Exercise objective
Replace every "reports" with "gives" in the entries below, and leave all other text unchanged.

Object point labels
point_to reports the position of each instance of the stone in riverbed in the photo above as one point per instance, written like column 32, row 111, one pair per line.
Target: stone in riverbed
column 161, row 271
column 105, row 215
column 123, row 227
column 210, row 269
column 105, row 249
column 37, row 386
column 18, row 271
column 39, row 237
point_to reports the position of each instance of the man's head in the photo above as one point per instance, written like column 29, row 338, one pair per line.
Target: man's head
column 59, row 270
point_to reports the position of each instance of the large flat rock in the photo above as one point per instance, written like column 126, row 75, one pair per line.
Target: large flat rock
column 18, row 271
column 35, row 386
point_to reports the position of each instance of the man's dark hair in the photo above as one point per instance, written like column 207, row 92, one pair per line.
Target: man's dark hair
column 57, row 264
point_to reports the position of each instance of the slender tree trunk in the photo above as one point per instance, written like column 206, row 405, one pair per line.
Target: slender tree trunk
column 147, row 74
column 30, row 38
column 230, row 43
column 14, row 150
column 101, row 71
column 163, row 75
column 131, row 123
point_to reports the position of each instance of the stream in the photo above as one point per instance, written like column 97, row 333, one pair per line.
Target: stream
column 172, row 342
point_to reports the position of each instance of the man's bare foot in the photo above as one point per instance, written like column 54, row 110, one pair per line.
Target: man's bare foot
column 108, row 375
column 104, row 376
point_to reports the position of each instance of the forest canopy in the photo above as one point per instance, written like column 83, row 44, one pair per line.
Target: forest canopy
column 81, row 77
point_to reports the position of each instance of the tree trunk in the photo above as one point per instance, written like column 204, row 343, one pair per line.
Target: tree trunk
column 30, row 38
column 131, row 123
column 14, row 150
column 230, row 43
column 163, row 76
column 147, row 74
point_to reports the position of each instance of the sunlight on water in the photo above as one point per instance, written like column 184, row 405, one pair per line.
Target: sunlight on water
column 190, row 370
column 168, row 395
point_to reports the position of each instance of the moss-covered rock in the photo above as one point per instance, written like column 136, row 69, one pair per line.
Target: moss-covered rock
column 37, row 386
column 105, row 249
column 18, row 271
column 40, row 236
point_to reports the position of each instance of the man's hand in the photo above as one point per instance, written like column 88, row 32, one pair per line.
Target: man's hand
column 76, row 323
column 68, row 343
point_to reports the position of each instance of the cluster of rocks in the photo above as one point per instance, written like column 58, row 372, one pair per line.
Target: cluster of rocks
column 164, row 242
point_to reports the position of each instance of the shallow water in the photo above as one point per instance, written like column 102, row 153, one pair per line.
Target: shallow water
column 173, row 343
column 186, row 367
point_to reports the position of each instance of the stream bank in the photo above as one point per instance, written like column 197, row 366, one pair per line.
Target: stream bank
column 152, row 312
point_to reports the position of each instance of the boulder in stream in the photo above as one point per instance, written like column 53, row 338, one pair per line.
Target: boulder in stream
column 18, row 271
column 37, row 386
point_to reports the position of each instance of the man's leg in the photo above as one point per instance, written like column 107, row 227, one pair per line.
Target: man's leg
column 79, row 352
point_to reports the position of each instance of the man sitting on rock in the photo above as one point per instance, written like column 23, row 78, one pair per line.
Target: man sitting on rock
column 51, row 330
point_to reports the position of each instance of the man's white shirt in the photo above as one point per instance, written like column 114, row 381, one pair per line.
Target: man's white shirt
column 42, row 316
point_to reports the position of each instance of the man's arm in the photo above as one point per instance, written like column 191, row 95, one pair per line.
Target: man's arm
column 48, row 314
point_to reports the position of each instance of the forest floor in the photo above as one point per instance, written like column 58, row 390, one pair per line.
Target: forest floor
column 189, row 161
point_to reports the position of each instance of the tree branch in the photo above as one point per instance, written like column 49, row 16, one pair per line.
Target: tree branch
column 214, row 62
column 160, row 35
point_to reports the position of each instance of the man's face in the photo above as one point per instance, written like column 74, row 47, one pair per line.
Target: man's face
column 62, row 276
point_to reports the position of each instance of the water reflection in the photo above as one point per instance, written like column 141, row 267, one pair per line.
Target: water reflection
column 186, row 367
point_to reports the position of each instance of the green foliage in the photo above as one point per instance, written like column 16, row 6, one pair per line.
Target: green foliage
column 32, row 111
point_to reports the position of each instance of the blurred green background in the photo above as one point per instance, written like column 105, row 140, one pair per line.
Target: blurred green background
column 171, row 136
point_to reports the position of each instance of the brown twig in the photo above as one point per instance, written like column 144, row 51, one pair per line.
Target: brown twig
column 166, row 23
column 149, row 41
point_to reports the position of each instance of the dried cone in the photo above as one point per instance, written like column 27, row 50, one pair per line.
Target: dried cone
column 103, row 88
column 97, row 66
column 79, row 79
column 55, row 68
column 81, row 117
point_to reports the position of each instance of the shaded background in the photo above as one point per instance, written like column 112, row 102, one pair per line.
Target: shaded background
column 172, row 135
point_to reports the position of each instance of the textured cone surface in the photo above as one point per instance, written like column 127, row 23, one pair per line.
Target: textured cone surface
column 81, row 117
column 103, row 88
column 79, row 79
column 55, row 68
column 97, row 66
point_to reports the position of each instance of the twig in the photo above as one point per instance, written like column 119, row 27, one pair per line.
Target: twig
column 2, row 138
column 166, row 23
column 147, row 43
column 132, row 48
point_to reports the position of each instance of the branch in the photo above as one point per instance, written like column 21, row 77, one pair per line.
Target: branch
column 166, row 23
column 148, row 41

Solution to this task
point_to gives the position of each instance of the stone in riverbed in the photo above as one point per instance, written like column 32, row 111, one pair per line.
Target: stone in riverbed
column 161, row 271
column 105, row 215
column 123, row 227
column 210, row 269
column 105, row 249
column 37, row 386
column 18, row 271
column 39, row 237
point_to gives the position of each instance of the man's head in the photo above as one point per instance, written like column 29, row 338, one pair per line.
Target: man's head
column 59, row 270
point_to gives the position of each instance of the large flat rock in the photo above as one point per instance, written like column 126, row 75, one pair per line.
Target: large flat rock
column 18, row 271
column 35, row 386
point_to gives the position of each instance of the man's dark hair in the photo above as one point per instance, written like column 207, row 92, one pair per line.
Target: man's dark hair
column 57, row 264
point_to gives the position of each instance of the slender tree trunk in the photo above as one point per instance, written like column 206, row 405, one pair per line.
Target: slender tree trunk
column 147, row 74
column 30, row 38
column 230, row 43
column 14, row 150
column 101, row 71
column 163, row 75
column 131, row 123
point_to gives the position of each instance of the stream in the photo above as one point per instance, written like column 97, row 333, one pair per line.
Target: stream
column 172, row 342
point_to gives the position of each instance of the man's bare foot in the photo above as one point per instance, written like column 54, row 110, one pair per line.
Target: man's bare foot
column 108, row 375
column 104, row 376
point_to gives the position of each instance of the forest canopy in the photo above as one point per instance, written like column 83, row 44, one pair per line.
Target: forest canopy
column 81, row 77
point_to gives the position of each instance of the tree trunk in the photo above as one point per instance, written like column 204, row 343, one pair per line.
Target: tree trunk
column 30, row 38
column 131, row 123
column 14, row 150
column 230, row 43
column 163, row 76
column 147, row 74
point_to gives the position of each instance of the sunlight on water in the photo above as one point per instance, written like column 184, row 405, one pair per line.
Target: sunlight on water
column 190, row 370
column 168, row 395
point_to gives the position of each instance of the moss-covered rock in the photo above as one point per instance, written like column 136, row 69, one pair per line.
Target: moss-covered rock
column 37, row 386
column 105, row 249
column 18, row 271
column 40, row 236
point_to gives the position of each instance of the man's hand in the photo above as one point per instance, written like column 88, row 32, one pair per line.
Target: man's hand
column 76, row 323
column 68, row 343
point_to gives the position of each instance of the cluster of rocks in the photo above as one point per instance, written like column 58, row 372, one pair per line.
Target: cluster of rocks
column 164, row 242
point_to gives the position of each instance of the shallow water in the photo above as one point per instance, written like column 102, row 153, one pair per line.
Target: shallow water
column 173, row 343
column 186, row 367
point_to gives the position of each instance of the stream bank in the photo above as one point per instance, written like column 197, row 366, one pair per line.
Target: stream bank
column 152, row 312
point_to gives the position of each instance of the boulder in stream in the photo above as one point per instance, written like column 53, row 338, one pair per line.
Target: boulder in stream
column 18, row 271
column 37, row 386
point_to gives the position of each instance of the man's leg in the photo above as one point per instance, written like column 107, row 227, one pair per line.
Target: man's leg
column 79, row 352
point_to gives the position of each instance of the man sitting on rock in the photo above as one point per instance, written like column 23, row 78, one pair per line.
Target: man sitting on rock
column 51, row 330
point_to gives the position of each instance of the man's white shirt in the photo above as one point per instance, written like column 114, row 381, one pair per line.
Target: man's white shirt
column 42, row 316
point_to gives the position of each instance of the man's arm in the photo above as one point per instance, written like column 191, row 95, one pair per line.
Target: man's arm
column 48, row 314
point_to gives the position of each instance of the forest floor in the photo above as one point per instance, written like column 58, row 390, one pair per line.
Target: forest floor
column 189, row 161
point_to gives the position of each instance of the tree branch in the photo above as one point per instance, written like column 49, row 16, one pair per line.
Target: tree branch
column 214, row 62
column 160, row 35
point_to gives the position of each instance of the man's face in the photo above as one point per instance, written like column 74, row 47, one pair per line.
Target: man's face
column 62, row 276
point_to gives the position of each instance of the water reflection in the photo above as one point per instance, written like column 141, row 267, one pair per line.
Target: water reflection
column 186, row 367
point_to gives the position of each instance of the green foliage in the photo above as one point per instance, written like column 16, row 6, one pair per line.
Target: green foliage
column 32, row 111
point_to gives the position of each instance of the blurred green background in the photo above as one point per instance, written like column 105, row 140, one pair per line.
Target: blurred green background
column 171, row 136
point_to gives the position of each instance of the brown twig in the photo above as one point per instance, written like column 144, row 51, one pair per line.
Target: brown twig
column 166, row 23
column 149, row 41
point_to gives the position of each instance of the dried cone in the photo above as one point per instance, written like column 27, row 50, one pair per line.
Target: dried cone
column 103, row 88
column 97, row 66
column 79, row 79
column 55, row 68
column 81, row 117
point_to gives the position of each instance of the shaded background in the photo above as one point per instance, written like column 112, row 102, one pair per line.
Target: shaded background
column 172, row 135
point_to gives the position of each instance of the textured cone surface in the photo above as one point per instance, written like column 127, row 23, one pair per line.
Target: textured cone surface
column 81, row 117
column 103, row 88
column 79, row 79
column 55, row 68
column 97, row 66
point_to gives the position of each instance of the twig in the photo above as one point per instance, written like column 119, row 27, one pair per line.
Target: twig
column 2, row 138
column 166, row 23
column 147, row 43
column 132, row 48
point_to gives the position of each instance of the branch in the photo above as one point per instance, written like column 21, row 77, one pair per line.
Target: branch
column 166, row 23
column 148, row 41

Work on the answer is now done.